# [Défi 1]
Combien de lignes de la liste contiennent la chaîne « handlebar », en tenant compte de la casse ? Ne donnez que ce nombre.
==== Document ====
Untitled (La Brèche)
1946
Untitled
(La Brèche)
1946
Domain | Dessin |
---|---|
Techniques | Encre de Chine sur papier |
Dimensions | 91 x 61 cm |
Acquisition | Don de Mme Annalee Newman, 1986 |
Inventory no. | AM 1986-173 |
Detailed description
Artist |
Barnett Newman
(1905, États-Unis - 1970, États-Unis) |
---|---|
Main title | Untitled (La Brèche) |
Title given | The Break |
Creation date | 1946 |
Domain | Dessin |
Techniques | Encre de Chine sur papier |
Dimensions | 91 x 61 cm |
Inscriptions | Signé et daté en bas à droite : Barnett Newman 1946 |
Acquisition | Don de Mme Annalee Newman, 1986 |
Collection area | Cabinet d'art graphique |
Inventory no. | AM 1986-173 |
Analysis
Pendant longtemps, Barnett Newman n’aura été qu’un peintre expressionniste sans relief particulier, connu surtout pour des essais d’écriture théorique abondants. Il est pourtant difficile d’en juger, car il a détruit l’ensemble de sa production antérieure à 1944, donnant le sentiment que l’exécution de Onement 1 [Unification 1] en janvier 1948 a été une révélation soudaine, à peine préparée par quelques tableaux et dessins à l’encre sur papier. Ces derniers, en particulier, anticipent sur la radicalité du tableau de 1948, champ de couleur monochrome rouge cadmium sombre simplement partagé en son milieu par une bande de papier adhésif recouvert d’un ton rouge cadmium clair. Ce dessin important, longtemps baptisé The Break [La Brèche] avant d’être présenté comme Sans titre à partir d’une exposition de 1964, est l’un de ceux qui manifestent le plus clairement la volonté de Newman de « repartir à zéro », pour reprendre l’expression par laquelle il décrit la situation qui fut la sienne au milieu des années 1940, cette période où dominait le sentiment qu’il s’agissait « de peindre comme si la peinture n’avait jamais existé ».
==== Données fournies ====
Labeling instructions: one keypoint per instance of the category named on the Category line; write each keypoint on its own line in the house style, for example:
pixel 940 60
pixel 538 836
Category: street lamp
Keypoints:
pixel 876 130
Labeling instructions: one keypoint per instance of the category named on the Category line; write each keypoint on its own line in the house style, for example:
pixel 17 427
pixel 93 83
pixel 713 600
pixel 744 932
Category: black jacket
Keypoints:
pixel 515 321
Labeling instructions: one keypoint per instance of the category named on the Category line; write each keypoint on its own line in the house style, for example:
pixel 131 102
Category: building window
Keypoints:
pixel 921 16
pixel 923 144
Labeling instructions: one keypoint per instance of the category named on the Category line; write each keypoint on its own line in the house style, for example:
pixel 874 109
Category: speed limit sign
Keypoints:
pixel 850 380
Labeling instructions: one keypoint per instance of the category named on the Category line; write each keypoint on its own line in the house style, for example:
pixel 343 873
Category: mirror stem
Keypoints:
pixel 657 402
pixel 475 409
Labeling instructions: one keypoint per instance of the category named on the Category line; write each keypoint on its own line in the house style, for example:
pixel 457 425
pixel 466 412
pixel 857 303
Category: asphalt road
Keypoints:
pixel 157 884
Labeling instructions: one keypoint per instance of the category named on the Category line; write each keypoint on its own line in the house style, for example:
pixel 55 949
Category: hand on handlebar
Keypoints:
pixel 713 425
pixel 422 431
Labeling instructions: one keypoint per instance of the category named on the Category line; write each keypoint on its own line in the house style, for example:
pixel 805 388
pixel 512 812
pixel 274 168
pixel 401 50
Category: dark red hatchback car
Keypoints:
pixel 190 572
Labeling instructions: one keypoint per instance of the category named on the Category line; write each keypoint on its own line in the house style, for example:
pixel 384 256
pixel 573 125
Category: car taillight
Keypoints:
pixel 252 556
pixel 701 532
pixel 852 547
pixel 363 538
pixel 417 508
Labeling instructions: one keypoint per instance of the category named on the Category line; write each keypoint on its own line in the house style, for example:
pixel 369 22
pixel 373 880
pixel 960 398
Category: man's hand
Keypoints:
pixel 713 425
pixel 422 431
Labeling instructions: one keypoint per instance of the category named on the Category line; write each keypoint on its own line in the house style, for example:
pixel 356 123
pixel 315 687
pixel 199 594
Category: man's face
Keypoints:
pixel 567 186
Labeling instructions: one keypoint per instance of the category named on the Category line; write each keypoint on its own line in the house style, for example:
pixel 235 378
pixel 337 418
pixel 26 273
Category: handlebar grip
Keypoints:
====
# [Défi 2]
Répondez à ces questions d'après le document ci-dessus :
(a) Qui a fait don du dessin, et en quelle année ?
(b) Quelles sont les dimensions du dessin ?
(c) En quel mois et quelle année Onement 1 a-t-il été exécuté ?

# [Résultat final 1]
2

# [Résultat final 2]
(a) Mme Annalee Newman, en 1986.
(b) 91 x 61 cm.
(c) En janvier 1948.